Can you give the listing below again with every "one line" swapped for "a single line" and everything else left unchanged?

## [Listed records]
****************************************
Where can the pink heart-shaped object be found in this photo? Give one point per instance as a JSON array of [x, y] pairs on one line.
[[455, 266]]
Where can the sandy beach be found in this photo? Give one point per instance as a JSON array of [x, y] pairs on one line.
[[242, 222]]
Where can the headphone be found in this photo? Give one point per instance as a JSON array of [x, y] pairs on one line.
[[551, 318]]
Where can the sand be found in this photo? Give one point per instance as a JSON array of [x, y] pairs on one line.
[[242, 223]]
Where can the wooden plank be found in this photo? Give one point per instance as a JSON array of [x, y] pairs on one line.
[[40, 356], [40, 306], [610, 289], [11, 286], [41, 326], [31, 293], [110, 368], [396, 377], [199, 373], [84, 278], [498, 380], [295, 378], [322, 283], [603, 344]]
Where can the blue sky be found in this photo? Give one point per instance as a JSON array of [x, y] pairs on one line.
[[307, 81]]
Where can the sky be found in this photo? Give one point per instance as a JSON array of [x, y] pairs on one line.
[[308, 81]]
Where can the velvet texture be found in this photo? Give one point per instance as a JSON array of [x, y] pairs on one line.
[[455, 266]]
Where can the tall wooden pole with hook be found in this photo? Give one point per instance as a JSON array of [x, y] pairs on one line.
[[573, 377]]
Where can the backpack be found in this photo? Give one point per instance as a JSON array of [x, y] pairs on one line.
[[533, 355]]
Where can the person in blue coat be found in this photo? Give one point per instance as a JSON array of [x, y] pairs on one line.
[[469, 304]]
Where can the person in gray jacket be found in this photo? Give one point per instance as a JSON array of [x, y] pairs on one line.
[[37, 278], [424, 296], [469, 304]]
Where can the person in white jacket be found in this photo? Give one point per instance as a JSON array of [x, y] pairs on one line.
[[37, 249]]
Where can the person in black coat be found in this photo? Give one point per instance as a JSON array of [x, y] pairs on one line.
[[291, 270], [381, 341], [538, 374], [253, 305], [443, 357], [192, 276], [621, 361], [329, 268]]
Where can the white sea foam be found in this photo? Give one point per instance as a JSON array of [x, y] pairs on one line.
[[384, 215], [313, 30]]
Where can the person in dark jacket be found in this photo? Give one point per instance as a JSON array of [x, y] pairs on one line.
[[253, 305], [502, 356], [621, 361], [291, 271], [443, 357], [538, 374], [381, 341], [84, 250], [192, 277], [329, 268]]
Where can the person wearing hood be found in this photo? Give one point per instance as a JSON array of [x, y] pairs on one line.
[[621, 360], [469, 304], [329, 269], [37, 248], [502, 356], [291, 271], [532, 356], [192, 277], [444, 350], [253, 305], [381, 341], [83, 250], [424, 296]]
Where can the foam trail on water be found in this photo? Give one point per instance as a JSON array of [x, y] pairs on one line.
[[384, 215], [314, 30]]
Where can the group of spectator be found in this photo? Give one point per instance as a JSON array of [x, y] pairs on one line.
****************************************
## [Result below]
Where can the pink heart-shaped object be found in this photo? Give one point per instance as a JSON array of [x, y] pairs on a single line.
[[455, 266]]
Where can the sandy beach be found in this photo? Give one point per instance as a JSON array of [x, y] pairs on a single line.
[[242, 222]]
Where can the headphone be found in this photo? Give one point per instance as a JSON array of [x, y] pairs on a single line.
[[551, 318]]
Where can the sand be found in this photo? Give one point per instance as a JSON array of [x, y] pairs on a single line.
[[242, 223]]
Where can the wooden plank be found in this photo? Give one point per instance as a JSON array of [x, y] pairs on a single line.
[[40, 356], [40, 306], [610, 289], [11, 286], [41, 326], [31, 293], [110, 368], [396, 377], [199, 373], [84, 278], [498, 380], [295, 378], [322, 283], [603, 344]]
Where can the blue sky be found in this photo? Give one point per instance as a JSON array of [x, y] pairs on a single line.
[[307, 81]]
Where can the sky be found in this photo? Give one point per instance as a JSON array of [x, y] pairs on a single line.
[[308, 81]]
Where can the velvet texture be found in this photo? Give one point per instance as a JSON array of [x, y] pairs on a single line.
[[455, 266]]
Where can the tall wooden pole with hook be found in this photo? Give one point per instance as a JSON array of [x, y] pairs on a single line.
[[573, 377]]
Where can the backpack be found in this photo? Give one point per instance as a JSON array of [x, y] pairs on a single line.
[[533, 355]]
Where can the person in blue coat be found in this photo? Give one point per instance as a JSON array of [x, y] pairs on a single line.
[[469, 304]]
Where can the person in gray jacket be found in this photo? Give one point per instance as a JSON array of [x, y] pairs on a single line.
[[37, 278], [424, 296], [469, 304]]
Where can the person in white jacket be found in this photo? Give one point per instance as a JSON array of [x, y] pairs on a single line.
[[37, 249]]
Where can the person in black coat be found in this photo? Give one point per instance as a JSON array of [x, y] pairs on a single line.
[[291, 270], [381, 341], [538, 374], [253, 305], [443, 357], [192, 276], [621, 361], [329, 268]]
Where can the white sea foam be found in this photo? Give one point per instance as a JSON array of [x, y] pairs on a single line.
[[384, 215], [313, 30]]
Where can the person in dark jacket be found in this photo? Give one point per instance as a JSON array of [x, y] pairs on a single line.
[[253, 305], [502, 356], [621, 361], [291, 271], [443, 357], [538, 374], [381, 341], [84, 250], [192, 277], [329, 268]]
Where can the person wearing hood be found in this photo? Give one point per instance as a JSON array of [x, y] pairs on a single line.
[[621, 360], [469, 304], [329, 269], [37, 248], [502, 356], [291, 271], [532, 356], [192, 277], [444, 350], [253, 305], [381, 341], [83, 250], [424, 296]]
Where can the foam trail on water be found in this photo? Give one point per instance as a JSON array of [x, y] pairs on a single line.
[[384, 215], [314, 30]]
Where can the group of spectator be found in this photo? Give one point per instance as a JSON array of [x, y] pairs on a single line.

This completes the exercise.